■ Passage to read ■
>>>>>
Lessons from Advent Of Code 2023 - Part 1: Introduction

This year, I was inspired to participate in the Advent of Code puzzle event and doggedly worked every problem until I collected my fifty stars. I learned a lot about algorithms that I had previously only seen in dull theory. And I reflected on effective Java programming. This is the first of several posts where I try to relate my advent experience to everyday programming.

.png

The Advent of Code is an annual coding puzzle event, put together by Eric Wastl. Each year, the puzzles start out pretty simple and get fiendishly complex towards the end. Amazingly enough, the real pros can solve the problems in less time than it takes most of us to read them. This is the first time I participated, and it took me until 4 days after christmas to turn in my last solution.
<<<<<
■ Point annotation entries ■
>>>>>
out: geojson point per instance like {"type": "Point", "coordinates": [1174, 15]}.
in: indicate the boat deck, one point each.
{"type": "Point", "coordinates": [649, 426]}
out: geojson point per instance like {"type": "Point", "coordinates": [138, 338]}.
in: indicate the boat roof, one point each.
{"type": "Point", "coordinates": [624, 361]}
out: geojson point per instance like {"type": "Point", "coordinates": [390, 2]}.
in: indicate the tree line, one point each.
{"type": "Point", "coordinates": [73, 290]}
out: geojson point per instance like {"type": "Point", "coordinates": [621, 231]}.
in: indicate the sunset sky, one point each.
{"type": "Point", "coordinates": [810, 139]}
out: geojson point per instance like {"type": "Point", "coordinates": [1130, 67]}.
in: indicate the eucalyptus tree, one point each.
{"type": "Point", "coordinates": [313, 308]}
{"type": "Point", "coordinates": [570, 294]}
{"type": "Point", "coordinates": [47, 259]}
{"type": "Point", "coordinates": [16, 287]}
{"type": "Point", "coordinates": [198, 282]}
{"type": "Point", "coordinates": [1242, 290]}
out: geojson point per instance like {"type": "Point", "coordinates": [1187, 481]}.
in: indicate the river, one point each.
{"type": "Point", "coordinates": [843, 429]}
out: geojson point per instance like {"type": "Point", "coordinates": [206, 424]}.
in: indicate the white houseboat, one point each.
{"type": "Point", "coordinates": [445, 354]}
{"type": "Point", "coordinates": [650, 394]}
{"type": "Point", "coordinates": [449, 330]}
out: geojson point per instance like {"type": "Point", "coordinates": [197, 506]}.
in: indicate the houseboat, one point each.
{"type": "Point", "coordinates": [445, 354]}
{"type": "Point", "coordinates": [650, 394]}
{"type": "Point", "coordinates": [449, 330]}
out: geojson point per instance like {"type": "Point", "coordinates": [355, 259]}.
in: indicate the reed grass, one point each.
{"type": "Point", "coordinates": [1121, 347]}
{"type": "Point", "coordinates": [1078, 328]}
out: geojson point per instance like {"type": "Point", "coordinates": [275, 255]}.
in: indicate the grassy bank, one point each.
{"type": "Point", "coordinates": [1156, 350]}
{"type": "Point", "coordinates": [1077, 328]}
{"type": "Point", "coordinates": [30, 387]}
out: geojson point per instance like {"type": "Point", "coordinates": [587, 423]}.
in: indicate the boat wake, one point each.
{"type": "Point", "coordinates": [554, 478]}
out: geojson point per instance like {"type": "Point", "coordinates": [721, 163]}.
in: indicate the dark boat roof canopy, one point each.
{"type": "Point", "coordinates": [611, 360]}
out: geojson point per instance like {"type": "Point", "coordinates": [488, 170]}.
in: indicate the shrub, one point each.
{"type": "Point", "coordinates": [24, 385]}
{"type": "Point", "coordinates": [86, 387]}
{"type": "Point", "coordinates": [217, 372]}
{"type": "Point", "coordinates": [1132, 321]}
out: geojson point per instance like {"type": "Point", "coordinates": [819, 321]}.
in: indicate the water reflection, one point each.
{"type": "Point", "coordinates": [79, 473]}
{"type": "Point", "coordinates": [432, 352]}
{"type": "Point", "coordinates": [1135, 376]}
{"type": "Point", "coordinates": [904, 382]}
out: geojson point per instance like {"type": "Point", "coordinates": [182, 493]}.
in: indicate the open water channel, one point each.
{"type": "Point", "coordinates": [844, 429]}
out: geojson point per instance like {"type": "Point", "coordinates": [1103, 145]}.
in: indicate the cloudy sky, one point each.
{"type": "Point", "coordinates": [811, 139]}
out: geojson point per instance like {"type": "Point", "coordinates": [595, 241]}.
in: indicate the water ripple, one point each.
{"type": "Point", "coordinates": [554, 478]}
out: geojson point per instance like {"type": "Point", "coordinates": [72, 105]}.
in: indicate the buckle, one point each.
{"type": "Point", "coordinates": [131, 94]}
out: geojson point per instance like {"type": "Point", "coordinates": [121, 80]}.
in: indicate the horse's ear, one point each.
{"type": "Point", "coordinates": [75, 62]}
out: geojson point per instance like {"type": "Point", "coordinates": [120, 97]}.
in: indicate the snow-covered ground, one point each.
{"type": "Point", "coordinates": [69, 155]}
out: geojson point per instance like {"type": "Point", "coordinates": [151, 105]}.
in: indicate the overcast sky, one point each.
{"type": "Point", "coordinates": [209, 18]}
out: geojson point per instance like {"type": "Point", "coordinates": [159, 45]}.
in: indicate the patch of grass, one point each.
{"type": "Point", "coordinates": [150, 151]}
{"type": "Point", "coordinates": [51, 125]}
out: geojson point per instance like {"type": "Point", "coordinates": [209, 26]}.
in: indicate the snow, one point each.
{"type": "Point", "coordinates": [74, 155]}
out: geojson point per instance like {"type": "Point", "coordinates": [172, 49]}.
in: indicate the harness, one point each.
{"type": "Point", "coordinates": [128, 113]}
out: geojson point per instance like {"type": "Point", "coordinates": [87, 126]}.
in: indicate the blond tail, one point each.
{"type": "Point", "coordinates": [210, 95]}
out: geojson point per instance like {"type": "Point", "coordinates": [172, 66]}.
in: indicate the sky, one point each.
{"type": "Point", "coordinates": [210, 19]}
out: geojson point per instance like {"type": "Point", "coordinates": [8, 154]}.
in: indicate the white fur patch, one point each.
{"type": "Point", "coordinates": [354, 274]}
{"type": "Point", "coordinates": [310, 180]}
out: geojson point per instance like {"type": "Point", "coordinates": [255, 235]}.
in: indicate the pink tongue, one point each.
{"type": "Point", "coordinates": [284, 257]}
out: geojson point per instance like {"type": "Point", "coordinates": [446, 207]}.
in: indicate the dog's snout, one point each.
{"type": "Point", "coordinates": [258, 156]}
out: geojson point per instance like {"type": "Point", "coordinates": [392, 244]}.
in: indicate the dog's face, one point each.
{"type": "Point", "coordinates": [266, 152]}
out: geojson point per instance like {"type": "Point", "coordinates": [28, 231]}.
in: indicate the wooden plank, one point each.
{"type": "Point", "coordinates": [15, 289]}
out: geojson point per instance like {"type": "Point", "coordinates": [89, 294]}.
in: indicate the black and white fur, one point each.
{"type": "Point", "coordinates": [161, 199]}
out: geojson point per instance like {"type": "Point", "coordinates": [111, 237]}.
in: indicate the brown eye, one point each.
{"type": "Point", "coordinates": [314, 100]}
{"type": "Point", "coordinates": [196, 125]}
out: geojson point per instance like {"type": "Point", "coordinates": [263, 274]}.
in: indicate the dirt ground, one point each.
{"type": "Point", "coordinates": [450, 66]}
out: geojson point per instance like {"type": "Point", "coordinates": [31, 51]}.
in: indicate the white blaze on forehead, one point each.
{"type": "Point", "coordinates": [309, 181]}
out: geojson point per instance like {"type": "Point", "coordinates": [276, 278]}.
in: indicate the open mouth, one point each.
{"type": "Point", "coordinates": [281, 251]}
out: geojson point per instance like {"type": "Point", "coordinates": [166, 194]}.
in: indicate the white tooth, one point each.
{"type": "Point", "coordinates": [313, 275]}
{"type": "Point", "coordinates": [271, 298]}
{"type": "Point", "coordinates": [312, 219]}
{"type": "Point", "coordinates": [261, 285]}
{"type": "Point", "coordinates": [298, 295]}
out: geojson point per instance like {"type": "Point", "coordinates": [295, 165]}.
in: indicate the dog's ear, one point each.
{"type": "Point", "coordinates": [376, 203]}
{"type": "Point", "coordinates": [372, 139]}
<<<<<
■ Tasks ■
(a) According to the Advent of Code post, who puts the event together?
(b) Pull out every line of the entries that contains the string "tree". Case counts.

■ Answers ■
(a) Eric Wastl.

(b)
in: indicate the tree line, one point each.
in: indicate the eucalyptus tree, one point each.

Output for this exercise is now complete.